Since dentist and doctor offices tend to be scrubbed clean of anything that might have COVID on it, especially magazines, and most libraries are still closed, you probably haven't even seen The New Yorker anywhere for free. 

And really, most everyone has better things to download off the illegal torrents than a clueless magazine that can't figure out if it should keep pandering to rich people, or to try and nab Millennials and what used to be called BUPPIES (Black Urban Professionals) but now fall under the title of "people of color." (As opposed to colored people, of course. Let's play semantic games, which could be deadly if you say the WRONG THING.) 

A random recent issue of The New Yorker? Let's start with the gruesome off-putting cover. What the FUCK is going on here? Is this BLACKFACE or some well-meaning attempt to publish a bad collage that somebody did while social-distancing at a progressive day camp in the Hamptons? 


Did this cover immediately entice African immigrants? Members of the Maya Angelou Fan Club? Whoever is planning to update "The Golden Girls" into the "All Black WOMEN?" 

Continue to pander, there's a piece on the haplessly idiotic presidential campaign of Kanye West and his running mate. WHY care about this? What next, John Lahr on the literary merits of "Keeping up with the Kardashians?" A long, long profile on why the world will never recover from the death of Kobe Bryant?


Is there ANYWHERE that is safe from looking at Kanye West's moronic pouting face? What else are we supposed to take seriously? Oh, God no...the SHIT that is called RAP MUSIC? Sorry, I'm not even going to start a sentence with SORRY, on this. I'm NOT sorry that RAP MUSIC is SHIT. That's what it is, and the only good thing I can say about it, is that it's forced its practitioners to at least TRY to learn how to read and write. Even if the result is some of the most inept rhymes anyone can drawl, 'yall, because in the Fall when urban sprawl bites yo' ass and you pass and step on the gas, then you realize with yo' eyes that time flies and nobody has time to always rhyme something. Know wuttum sayin'? 

The New Yorker takes this shit seriously and expects people to spend $8.99 an issue? 


Well, pull off my Jimi Hendrix shirt and call it a doo rag. Who wouldn't want to read about some rapper jerk with one of those corny names everyone thinks is cool? A rapper named Sheff G....yes, let's read all about HISTORY, and remember what MATTERS these days. It sure ain't Dylan no more. (Excuse me, no MO') 

However in their oh-so-politically-correct insistence on showing us what MATTERS these days, The New Yorker does make a few mistakes. Like, how come the lax security guard at the art museum is BLACK? Are you implying a BLACK security guard is not going to do his job properly? Listen, one false move like THIS could get you protests, looting, and rioting. How terrible if The New Yorker offices that once welcomed S.J. Perelman, Thurber and Woody Allen, got reduced to burnt rubble because of an OFFENSIVE CARTOON that is RACIST, ya'll.

******

WORK TO COMPLETE
[1] Which people does the New Yorker piece name as once welcomed at the magazine's offices? List all of them.
[2] In the New Yorker piece, how much is an issue said to cost?
[3] Pick up the New Yorker piece after its final sentence and keep going.

MATERIAL PROVIDED
******

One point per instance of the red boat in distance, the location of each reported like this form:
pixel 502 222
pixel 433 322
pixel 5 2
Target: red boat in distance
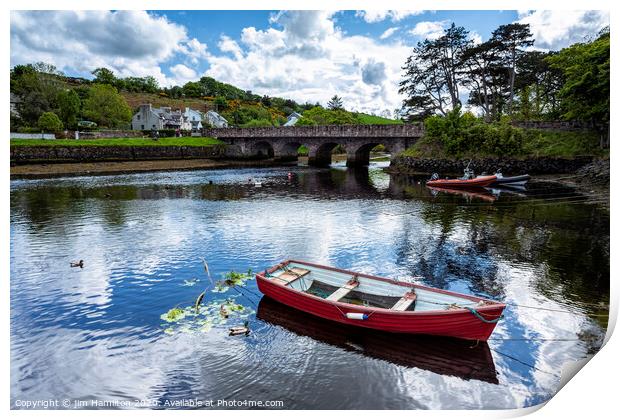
pixel 379 303
pixel 480 181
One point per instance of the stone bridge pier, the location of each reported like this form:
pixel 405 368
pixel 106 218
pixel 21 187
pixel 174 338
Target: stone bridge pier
pixel 282 143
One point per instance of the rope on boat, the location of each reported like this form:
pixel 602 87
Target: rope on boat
pixel 524 306
pixel 524 363
pixel 483 319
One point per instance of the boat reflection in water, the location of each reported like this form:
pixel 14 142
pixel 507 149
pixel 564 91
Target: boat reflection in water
pixel 441 355
pixel 469 192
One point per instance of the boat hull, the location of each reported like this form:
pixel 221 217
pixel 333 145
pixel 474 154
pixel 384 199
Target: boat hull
pixel 460 323
pixel 481 181
pixel 442 355
pixel 508 181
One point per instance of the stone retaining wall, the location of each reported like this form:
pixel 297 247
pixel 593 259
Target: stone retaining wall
pixel 509 166
pixel 57 154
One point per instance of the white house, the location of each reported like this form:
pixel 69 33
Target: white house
pixel 194 117
pixel 216 120
pixel 149 118
pixel 292 119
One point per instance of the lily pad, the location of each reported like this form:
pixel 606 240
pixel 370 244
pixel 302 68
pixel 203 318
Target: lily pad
pixel 173 315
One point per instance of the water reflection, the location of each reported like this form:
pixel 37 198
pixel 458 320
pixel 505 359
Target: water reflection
pixel 97 331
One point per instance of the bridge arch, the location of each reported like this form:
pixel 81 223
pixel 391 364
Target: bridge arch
pixel 360 155
pixel 321 154
pixel 262 150
pixel 288 151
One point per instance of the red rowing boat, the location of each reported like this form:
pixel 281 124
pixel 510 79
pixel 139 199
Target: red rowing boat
pixel 379 303
pixel 480 181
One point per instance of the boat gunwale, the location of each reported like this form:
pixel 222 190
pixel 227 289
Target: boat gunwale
pixel 480 181
pixel 491 304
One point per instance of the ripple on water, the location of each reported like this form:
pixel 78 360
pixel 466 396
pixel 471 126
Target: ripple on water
pixel 96 332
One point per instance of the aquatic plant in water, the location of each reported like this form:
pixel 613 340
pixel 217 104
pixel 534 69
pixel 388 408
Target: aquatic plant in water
pixel 191 282
pixel 173 315
pixel 203 316
pixel 232 279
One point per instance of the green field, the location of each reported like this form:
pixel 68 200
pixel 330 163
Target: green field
pixel 373 119
pixel 120 142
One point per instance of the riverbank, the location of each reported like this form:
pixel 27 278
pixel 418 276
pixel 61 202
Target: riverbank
pixel 44 170
pixel 509 166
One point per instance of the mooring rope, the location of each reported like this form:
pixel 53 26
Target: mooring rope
pixel 524 363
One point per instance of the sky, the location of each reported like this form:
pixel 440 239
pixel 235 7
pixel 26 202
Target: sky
pixel 307 56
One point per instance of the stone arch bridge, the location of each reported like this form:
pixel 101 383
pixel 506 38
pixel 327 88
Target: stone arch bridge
pixel 281 143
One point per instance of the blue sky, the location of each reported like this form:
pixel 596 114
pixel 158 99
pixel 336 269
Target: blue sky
pixel 304 55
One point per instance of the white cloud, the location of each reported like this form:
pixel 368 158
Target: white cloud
pixel 130 43
pixel 373 73
pixel 227 44
pixel 389 32
pixel 306 58
pixel 302 55
pixel 372 16
pixel 557 29
pixel 430 30
pixel 194 50
pixel 183 73
pixel 475 37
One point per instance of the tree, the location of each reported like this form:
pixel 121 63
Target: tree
pixel 434 72
pixel 322 116
pixel 512 38
pixel 486 78
pixel 538 85
pixel 48 121
pixel 220 103
pixel 106 107
pixel 335 103
pixel 38 92
pixel 104 76
pixel 69 107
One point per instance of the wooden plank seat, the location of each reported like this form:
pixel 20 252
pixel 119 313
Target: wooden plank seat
pixel 405 302
pixel 344 290
pixel 291 275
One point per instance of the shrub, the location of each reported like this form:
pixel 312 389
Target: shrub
pixel 48 121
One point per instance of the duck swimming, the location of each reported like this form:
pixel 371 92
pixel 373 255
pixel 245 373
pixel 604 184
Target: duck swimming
pixel 78 264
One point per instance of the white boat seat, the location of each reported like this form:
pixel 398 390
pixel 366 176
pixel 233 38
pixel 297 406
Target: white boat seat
pixel 344 290
pixel 290 275
pixel 405 302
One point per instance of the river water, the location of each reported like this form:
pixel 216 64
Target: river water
pixel 96 334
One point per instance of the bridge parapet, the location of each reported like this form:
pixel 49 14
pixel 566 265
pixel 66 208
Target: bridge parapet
pixel 326 131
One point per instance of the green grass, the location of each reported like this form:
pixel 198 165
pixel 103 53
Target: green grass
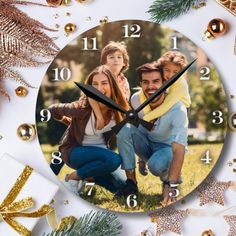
pixel 194 172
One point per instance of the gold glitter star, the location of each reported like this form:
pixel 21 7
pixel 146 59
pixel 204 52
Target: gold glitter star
pixel 168 219
pixel 231 220
pixel 212 190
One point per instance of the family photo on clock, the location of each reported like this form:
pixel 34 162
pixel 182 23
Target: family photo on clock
pixel 131 166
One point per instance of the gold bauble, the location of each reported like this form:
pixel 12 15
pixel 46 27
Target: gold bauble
pixel 215 28
pixel 21 91
pixel 26 132
pixel 232 121
pixel 70 28
pixel 207 233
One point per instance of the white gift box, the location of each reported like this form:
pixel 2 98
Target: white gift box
pixel 38 187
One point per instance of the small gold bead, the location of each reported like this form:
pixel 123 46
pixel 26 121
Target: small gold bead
pixel 54 3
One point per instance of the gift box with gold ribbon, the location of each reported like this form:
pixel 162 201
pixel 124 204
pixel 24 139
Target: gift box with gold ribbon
pixel 25 196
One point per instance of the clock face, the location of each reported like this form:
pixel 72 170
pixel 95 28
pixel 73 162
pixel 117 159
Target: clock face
pixel 145 42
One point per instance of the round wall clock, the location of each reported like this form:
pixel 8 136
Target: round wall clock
pixel 153 159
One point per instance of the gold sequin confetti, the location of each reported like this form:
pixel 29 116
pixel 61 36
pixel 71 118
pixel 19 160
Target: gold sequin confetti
pixel 168 219
pixel 21 91
pixel 231 220
pixel 104 20
pixel 212 190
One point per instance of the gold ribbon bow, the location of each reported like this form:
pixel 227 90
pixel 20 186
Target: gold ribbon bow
pixel 10 209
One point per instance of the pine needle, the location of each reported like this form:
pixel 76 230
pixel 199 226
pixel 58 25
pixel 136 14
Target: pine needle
pixel 166 10
pixel 93 224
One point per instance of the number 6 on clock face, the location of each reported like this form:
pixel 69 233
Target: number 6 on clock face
pixel 63 132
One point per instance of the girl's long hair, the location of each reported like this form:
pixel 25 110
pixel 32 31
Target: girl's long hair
pixel 116 94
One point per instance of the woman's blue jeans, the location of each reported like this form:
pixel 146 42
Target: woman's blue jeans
pixel 100 163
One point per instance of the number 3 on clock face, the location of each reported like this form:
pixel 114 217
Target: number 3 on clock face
pixel 145 42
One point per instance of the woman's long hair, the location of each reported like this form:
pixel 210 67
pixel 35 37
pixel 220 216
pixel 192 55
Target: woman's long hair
pixel 116 94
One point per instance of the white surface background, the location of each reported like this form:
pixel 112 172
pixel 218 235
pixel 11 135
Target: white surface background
pixel 22 110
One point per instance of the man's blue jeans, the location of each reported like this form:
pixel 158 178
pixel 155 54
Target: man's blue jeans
pixel 131 141
pixel 100 163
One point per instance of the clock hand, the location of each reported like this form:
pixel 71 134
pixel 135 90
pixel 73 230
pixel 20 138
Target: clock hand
pixel 166 85
pixel 131 115
pixel 91 92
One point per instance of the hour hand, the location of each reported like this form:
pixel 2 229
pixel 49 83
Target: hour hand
pixel 95 94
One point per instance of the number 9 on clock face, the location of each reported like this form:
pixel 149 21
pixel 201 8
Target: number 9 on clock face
pixel 127 172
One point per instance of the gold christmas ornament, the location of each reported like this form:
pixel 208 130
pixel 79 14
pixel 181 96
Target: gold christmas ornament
pixel 70 28
pixel 207 233
pixel 26 132
pixel 21 91
pixel 229 5
pixel 215 28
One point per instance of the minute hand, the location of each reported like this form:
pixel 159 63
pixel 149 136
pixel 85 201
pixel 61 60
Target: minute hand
pixel 93 93
pixel 166 85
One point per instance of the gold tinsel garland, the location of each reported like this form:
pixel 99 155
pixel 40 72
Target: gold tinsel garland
pixel 22 42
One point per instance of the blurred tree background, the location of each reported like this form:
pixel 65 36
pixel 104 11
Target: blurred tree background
pixel 207 96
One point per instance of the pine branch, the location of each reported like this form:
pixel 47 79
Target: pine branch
pixel 166 10
pixel 94 223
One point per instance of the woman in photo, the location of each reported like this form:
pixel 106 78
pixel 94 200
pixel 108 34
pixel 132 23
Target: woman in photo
pixel 85 148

******

ANSWERS TO THE EXERCISES
[1] S.J. Perelman, Thurber, Woody Allen

[2] $8.99 an issue.

[3]
Ah, the cartoons. Always, the excuse with The New Yorker was that you could always count on getting a laugh or two. Chas Addams. Peter Arno. Robert Day. Frank Modell. Wm Steig. (Ok, Steig was often confusing more than funny). Guess what. They're all dead. Trying to keep up the standard, which usually includes arcane references, is pretty tough. Here's The New Yorker hoping its aging subscribers will snicker because they "GET" that this cartoon is referencing "WAITING FOR GODOT." Ah, ha ha, and what IS he waiting for? How relevant to ask that question some 60 or 70 years after the fucking play was considered daring and new? 

One of the complaints about The New Yorker in the 60's and 70's, was that some cartoons weren't "funny, ha ha" as much as laments or whimsies. Saul Steinberg baffled some people, but if his work wasn't a "traditional cartoon" at least it was art. 

NOW, New Yorker cartoons that aren't remotely funny, are also not remotely artistic. A 12 year-old could draw some of the "things" that have appeared in print, including this sample issue. How in the world did THIS get published:


What kind of house is that, junior? Why are your figures so stuff and primitive, junior? Do you understand that a house generally has windows, junior? 

Also in The New Yorker are the whimsical little doodles to take your mind off solid pages of dry-as-Margaret Chase Smith's-vagina prose. Even THAT has gone downhill, like a NYC bus trying to go uphill. 

Can you say that YOU or your gifted child couldn't draw shit like this? 




FUNNY. What happened to FUNNY? 

You won't find it in the drearily titled "Whispers and Murmers" page, where some witless hack who keeps failing to win the cartoon caption, branches out into a full page of tedium. The item for this issue is...uh...somebody imagining if people centuries ago were talking like today. Or something. This isn't exactly Lord Buckley or Robin Williams doing faux-Shakespeare. It sure ain't Monty Python and the Holy Grail, either:



You can click that image if you want to see it bigger, and are in need of something to bore you in order to get to sleep. It does beat counting sheep. 

What else did you like about The New Yorker? No, no, it was NEVER the poetry. The poetry in The New Yorker always seemed like transcript droning from somebody on the psychiatrist's couch.  


It's poetry because it's shaped like poetry. 

Since there aren't any movie theaters open, The New Yorker isn't TELLING YOU what FILMS (they do not call them MOVIES) you should see. They did offer a look at some art galleries, and of course, there are book reviews, which in today's warped and reverse-racist thinking, have to be DOMINATED by women, women of color, or women with odd ethnic names. Men may make up half the population, but they are now treated like a minority in the world of books. 10% of the reviews may be from male authors, but THAT IS ALL, and try to make them males "of color."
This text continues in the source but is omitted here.